───── Testo fornito

Accesso civico e richieste massive: i limiti fissati dal Consiglio di Stato

Accesso civico e richieste massive: i limiti fissati dal Consiglio di Stato

Nota a Cons. Stato, Sez. III, sent. 10 ottobre 2025, n. 7973

Sommario: 1. Il caso: l’accesso ai dati sui test Covid-19 – 2. L’impostazione del Collegio: limiti funzionali alla trasparenza – 3. Le richieste massive tra diritto alla conoscenza e buon andamento – 4. Una giurisprudenza di continuità – 5. Considerazioni conclusive

Il diritto di accesso civico generalizzato, introdotto con il d.lgs. n. 33/2013, è divenuto negli ultimi anni terreno di confronto costante tra esigenze di trasparenza e tutela dell’efficienza amministrativa. La sentenza n. 7973/2025 del Consiglio di Stato (Sez. III) offre un ulteriore tassello a tale dibattito, riaffermando che la trasparenza non può trasformarsi in un onere sproporzionato per le amministrazioni e che l’uso dello strumento FOIA deve conservare la propria finalità pubblicistica e non degenerare in un controllo individuale o inquisitorio.

1. Il caso: l’accesso ai dati sui test Covid-19

La vicenda trae origine dall’istanza di una cittadina rivolta all’Istituto Zooprofilattico Sperimentale del Lazio e della Toscana, con la quale si chiedevano due tipologie di informazioni: la data di autorizzazione ministeriale per lo svolgimento dei test RT-PCR per il SARS-CoV-2 e il numero complessivo dei test positivi comunicati alle diverse ASL. Dinanzi al silenzio dell’amministrazione, la richiedente aveva adito il TAR Lazio, che aveva respinto il ricorso ritenendo la domanda eccessivamente onerosa e non rientrante nell’ambito dell’accesso civico generalizzato.

L’appello al Consiglio di Stato si fondava sulla tesi che l’Istituto, in quanto soggetto che “esercita funzioni amministrative e attività di pubblico interesse”, rientrasse a pieno titolo tra i destinatari degli obblighi di trasparenza e che i dati richiesti fossero già disponibili, poiché inviati periodicamente all’Istituto Superiore di Sanità.

2. L’impostazione del Collegio: limiti funzionali alla trasparenza

Il Consiglio di Stato ha confermato integralmente la sentenza di primo grado, muovendo da una premessa ormai consolidata: l’accesso civico generalizzato, ai sensi dell’art. 5, co. 2, del d.lgs. 33/2013, ha la finalità «di favorire forme diffuse di controllo sul perseguimento delle funzioni istituzionali e sull’utilizzo delle risorse pubbliche e di promuovere la partecipazione al dibattito pubblico». Tuttavia, osserva il Collegio, tale diritto può esercitarsi solo con riguardo a dati e documenti «effettivamente detenuti dal soggetto destinatario dell’istanza».

──────────

◆ Compito da svolgere
Estrai alla lettera dalla nota sulla sentenza del Consiglio di Stato il passo che va da "L’appello al Consiglio" fino a "Superiore di Sanità." compreso.

───── Dati di partenza

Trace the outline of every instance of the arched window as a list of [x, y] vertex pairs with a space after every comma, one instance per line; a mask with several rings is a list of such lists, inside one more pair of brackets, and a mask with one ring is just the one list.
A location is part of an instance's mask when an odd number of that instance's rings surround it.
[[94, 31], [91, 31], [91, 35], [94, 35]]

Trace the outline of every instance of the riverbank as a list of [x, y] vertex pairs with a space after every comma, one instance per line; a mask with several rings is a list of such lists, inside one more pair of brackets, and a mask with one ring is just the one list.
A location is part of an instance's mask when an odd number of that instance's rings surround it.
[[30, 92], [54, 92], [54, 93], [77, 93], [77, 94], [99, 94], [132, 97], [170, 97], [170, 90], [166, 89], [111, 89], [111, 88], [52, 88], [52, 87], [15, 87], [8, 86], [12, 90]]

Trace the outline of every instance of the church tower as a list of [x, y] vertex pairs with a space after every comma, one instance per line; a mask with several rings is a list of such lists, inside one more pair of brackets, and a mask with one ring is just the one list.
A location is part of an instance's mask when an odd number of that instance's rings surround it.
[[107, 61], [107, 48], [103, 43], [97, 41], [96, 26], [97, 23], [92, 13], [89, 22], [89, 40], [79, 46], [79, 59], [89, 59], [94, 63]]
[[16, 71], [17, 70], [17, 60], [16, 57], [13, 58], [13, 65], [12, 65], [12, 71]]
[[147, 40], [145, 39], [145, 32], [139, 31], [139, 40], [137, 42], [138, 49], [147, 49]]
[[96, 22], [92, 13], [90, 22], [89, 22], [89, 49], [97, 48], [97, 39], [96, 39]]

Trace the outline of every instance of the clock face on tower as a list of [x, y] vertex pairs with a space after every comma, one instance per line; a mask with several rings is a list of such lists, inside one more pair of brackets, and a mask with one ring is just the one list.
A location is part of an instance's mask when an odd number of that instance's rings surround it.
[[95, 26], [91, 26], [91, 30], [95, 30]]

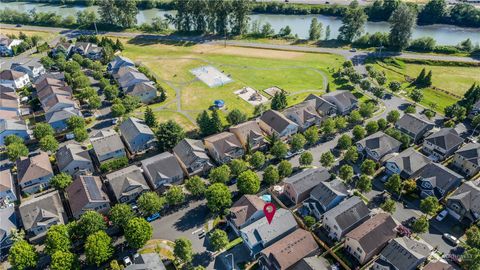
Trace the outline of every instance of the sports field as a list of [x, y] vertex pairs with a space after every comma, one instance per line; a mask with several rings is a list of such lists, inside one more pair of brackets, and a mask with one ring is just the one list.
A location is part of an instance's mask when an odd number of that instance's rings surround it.
[[[332, 71], [341, 66], [339, 55], [223, 47], [219, 45], [159, 44], [145, 40], [122, 40], [122, 55], [148, 67], [167, 89], [168, 99], [151, 105], [160, 121], [174, 119], [186, 129], [195, 127], [196, 116], [223, 99], [228, 111], [238, 108], [251, 115], [254, 107], [234, 94], [245, 86], [262, 90], [277, 86], [289, 93], [289, 105], [303, 101], [309, 93], [322, 94]], [[232, 82], [209, 87], [191, 70], [212, 66]], [[335, 85], [331, 83], [331, 89]], [[137, 115], [140, 116], [139, 110]]]

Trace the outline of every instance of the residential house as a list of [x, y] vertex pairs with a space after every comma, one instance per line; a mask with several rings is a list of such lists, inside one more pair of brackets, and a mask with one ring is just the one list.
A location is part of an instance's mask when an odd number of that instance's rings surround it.
[[205, 150], [205, 146], [200, 140], [188, 138], [181, 140], [173, 148], [173, 154], [177, 157], [180, 166], [189, 177], [204, 175], [213, 167], [207, 155], [207, 150]]
[[275, 135], [286, 140], [298, 132], [298, 125], [285, 115], [274, 110], [268, 110], [260, 116], [258, 124], [269, 136]]
[[137, 253], [133, 255], [131, 265], [124, 268], [125, 270], [166, 270], [167, 268], [162, 262], [162, 258], [157, 252]]
[[19, 225], [14, 205], [0, 207], [0, 261], [8, 256], [8, 248], [13, 245], [12, 230], [17, 230]]
[[83, 55], [92, 60], [102, 59], [102, 47], [89, 42], [77, 42], [73, 47], [73, 52]]
[[0, 56], [13, 56], [13, 47], [20, 45], [22, 42], [21, 39], [11, 39], [0, 34]]
[[58, 170], [72, 176], [94, 172], [93, 162], [88, 149], [78, 143], [68, 143], [60, 147], [55, 154]]
[[337, 108], [337, 114], [346, 115], [358, 107], [358, 99], [347, 90], [337, 90], [322, 95], [322, 98]]
[[298, 228], [297, 221], [290, 211], [280, 208], [275, 218], [268, 224], [263, 217], [240, 230], [240, 236], [250, 256], [255, 257], [263, 249], [269, 247]]
[[17, 181], [22, 192], [36, 193], [49, 187], [53, 169], [46, 152], [17, 160]]
[[399, 174], [403, 179], [408, 179], [431, 162], [428, 157], [420, 154], [413, 147], [410, 147], [388, 159], [385, 162], [385, 168], [387, 169], [387, 173]]
[[235, 134], [222, 132], [204, 139], [210, 156], [218, 163], [224, 164], [232, 159], [241, 158], [245, 153], [242, 143]]
[[230, 207], [227, 222], [235, 233], [240, 234], [241, 229], [265, 216], [264, 206], [265, 202], [257, 195], [243, 195]]
[[298, 130], [301, 132], [311, 126], [320, 125], [323, 120], [323, 118], [317, 114], [315, 100], [305, 100], [285, 109], [282, 113], [297, 124]]
[[98, 176], [79, 175], [65, 191], [76, 219], [90, 210], [107, 214], [110, 209], [110, 200], [103, 192], [102, 181]]
[[15, 202], [17, 194], [10, 170], [0, 171], [0, 208], [5, 202]]
[[30, 134], [25, 122], [0, 119], [0, 146], [5, 145], [5, 138], [9, 135], [16, 135], [24, 140], [30, 140]]
[[135, 67], [135, 63], [133, 63], [132, 60], [126, 57], [115, 56], [115, 58], [110, 63], [108, 63], [107, 71], [110, 74], [116, 74], [121, 67], [125, 66]]
[[297, 229], [280, 241], [262, 250], [259, 260], [260, 269], [290, 269], [304, 257], [316, 255], [319, 247], [312, 234]]
[[337, 113], [337, 106], [326, 101], [324, 98], [317, 96], [315, 94], [310, 94], [305, 100], [315, 101], [315, 110], [317, 113], [322, 116], [334, 116]]
[[132, 203], [145, 191], [150, 191], [142, 169], [135, 165], [109, 173], [105, 182], [119, 203]]
[[320, 220], [323, 213], [337, 206], [347, 196], [347, 187], [341, 180], [322, 181], [312, 189], [310, 197], [303, 202], [303, 207]]
[[58, 191], [30, 198], [22, 202], [18, 210], [30, 241], [42, 239], [51, 226], [67, 222]]
[[155, 190], [166, 185], [181, 184], [185, 177], [177, 158], [169, 152], [144, 159], [141, 163], [143, 173]]
[[130, 153], [139, 153], [155, 146], [157, 140], [144, 121], [129, 117], [119, 127], [120, 135]]
[[395, 238], [375, 260], [373, 270], [416, 270], [430, 256], [432, 247], [422, 240]]
[[323, 181], [330, 179], [330, 173], [323, 168], [306, 169], [294, 174], [283, 182], [285, 195], [294, 203], [299, 204], [308, 198], [310, 191]]
[[434, 160], [444, 160], [457, 151], [463, 144], [463, 138], [453, 128], [442, 128], [426, 137], [422, 151]]
[[20, 89], [30, 84], [30, 78], [27, 73], [4, 69], [0, 71], [0, 84], [14, 89]]
[[365, 157], [379, 162], [386, 155], [400, 151], [402, 143], [379, 131], [358, 141], [356, 146]]
[[417, 115], [406, 113], [395, 123], [395, 128], [408, 135], [413, 142], [418, 142], [434, 124]]
[[139, 82], [134, 85], [130, 85], [125, 91], [125, 95], [136, 96], [140, 98], [140, 101], [149, 104], [152, 103], [157, 97], [157, 87], [152, 81]]
[[13, 63], [10, 68], [15, 71], [26, 73], [32, 82], [46, 72], [39, 59], [32, 59], [23, 64]]
[[90, 138], [90, 142], [100, 163], [127, 156], [122, 139], [113, 129], [97, 132]]
[[480, 219], [480, 180], [463, 183], [447, 198], [448, 213], [456, 220], [472, 224]]
[[397, 225], [389, 214], [376, 214], [345, 235], [345, 250], [363, 265], [397, 236]]
[[480, 143], [468, 143], [453, 156], [452, 165], [468, 177], [480, 172]]
[[353, 196], [325, 212], [322, 216], [322, 224], [330, 238], [340, 240], [346, 233], [369, 218], [368, 207], [362, 199]]
[[231, 126], [229, 131], [237, 136], [245, 149], [255, 151], [267, 146], [265, 133], [256, 120]]
[[438, 199], [457, 188], [463, 179], [461, 175], [438, 163], [427, 164], [414, 178], [422, 198], [435, 196]]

──────────

◆ Risultato del compito
L’appello al Consiglio di Stato si fondava sulla tesi che l’Istituto, in quanto soggetto che “esercita funzioni amministrative e attività di pubblico interesse”, rientrasse a pieno titolo tra i destinatari degli obblighi di trasparenza e che i dati richiesti fossero già disponibili, poiché inviati periodicamente all’Istituto Superiore di Sanità.